- **Job**
How many lines in the rows below contain the string "hand"? Reply with the number alone.

- **Data for processing**
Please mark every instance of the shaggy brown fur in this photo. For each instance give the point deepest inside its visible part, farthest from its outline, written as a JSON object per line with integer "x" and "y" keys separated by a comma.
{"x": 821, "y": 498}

--

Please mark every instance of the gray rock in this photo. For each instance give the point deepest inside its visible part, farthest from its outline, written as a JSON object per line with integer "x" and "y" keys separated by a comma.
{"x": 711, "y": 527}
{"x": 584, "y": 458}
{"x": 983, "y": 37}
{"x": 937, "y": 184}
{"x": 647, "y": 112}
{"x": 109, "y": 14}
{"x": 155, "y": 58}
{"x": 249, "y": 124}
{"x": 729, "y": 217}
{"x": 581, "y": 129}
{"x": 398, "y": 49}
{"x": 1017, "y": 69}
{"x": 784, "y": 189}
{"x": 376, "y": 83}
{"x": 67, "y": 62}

---

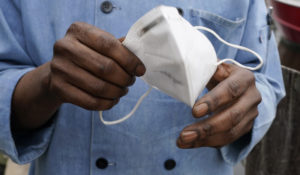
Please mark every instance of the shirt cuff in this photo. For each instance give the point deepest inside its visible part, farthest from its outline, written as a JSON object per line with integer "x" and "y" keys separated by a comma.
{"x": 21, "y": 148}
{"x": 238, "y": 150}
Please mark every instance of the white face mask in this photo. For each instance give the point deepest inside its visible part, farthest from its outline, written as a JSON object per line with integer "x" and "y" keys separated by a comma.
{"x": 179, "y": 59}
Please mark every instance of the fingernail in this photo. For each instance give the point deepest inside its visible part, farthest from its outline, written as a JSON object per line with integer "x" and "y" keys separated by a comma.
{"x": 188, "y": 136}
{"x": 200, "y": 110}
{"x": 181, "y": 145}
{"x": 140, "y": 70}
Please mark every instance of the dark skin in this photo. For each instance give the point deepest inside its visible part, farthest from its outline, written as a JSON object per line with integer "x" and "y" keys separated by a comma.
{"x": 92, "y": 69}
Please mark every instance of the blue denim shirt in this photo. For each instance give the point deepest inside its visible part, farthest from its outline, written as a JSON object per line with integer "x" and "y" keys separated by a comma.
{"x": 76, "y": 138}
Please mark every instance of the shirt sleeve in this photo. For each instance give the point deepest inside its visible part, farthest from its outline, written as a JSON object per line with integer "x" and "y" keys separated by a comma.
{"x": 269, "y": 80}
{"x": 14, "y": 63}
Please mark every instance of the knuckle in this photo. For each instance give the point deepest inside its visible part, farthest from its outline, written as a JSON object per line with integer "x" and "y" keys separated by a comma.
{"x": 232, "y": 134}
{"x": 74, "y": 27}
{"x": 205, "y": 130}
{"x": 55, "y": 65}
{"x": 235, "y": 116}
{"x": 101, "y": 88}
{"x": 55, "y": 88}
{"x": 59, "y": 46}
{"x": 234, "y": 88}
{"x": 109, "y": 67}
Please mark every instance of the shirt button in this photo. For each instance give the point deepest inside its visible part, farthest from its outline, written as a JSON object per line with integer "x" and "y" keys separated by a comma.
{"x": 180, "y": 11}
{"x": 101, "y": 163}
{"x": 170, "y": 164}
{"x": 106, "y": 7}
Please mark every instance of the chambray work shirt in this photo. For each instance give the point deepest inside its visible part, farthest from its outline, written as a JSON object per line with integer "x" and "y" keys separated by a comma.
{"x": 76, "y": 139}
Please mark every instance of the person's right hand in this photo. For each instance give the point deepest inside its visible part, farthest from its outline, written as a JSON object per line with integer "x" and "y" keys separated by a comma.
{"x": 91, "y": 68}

- **Output for this exercise**
1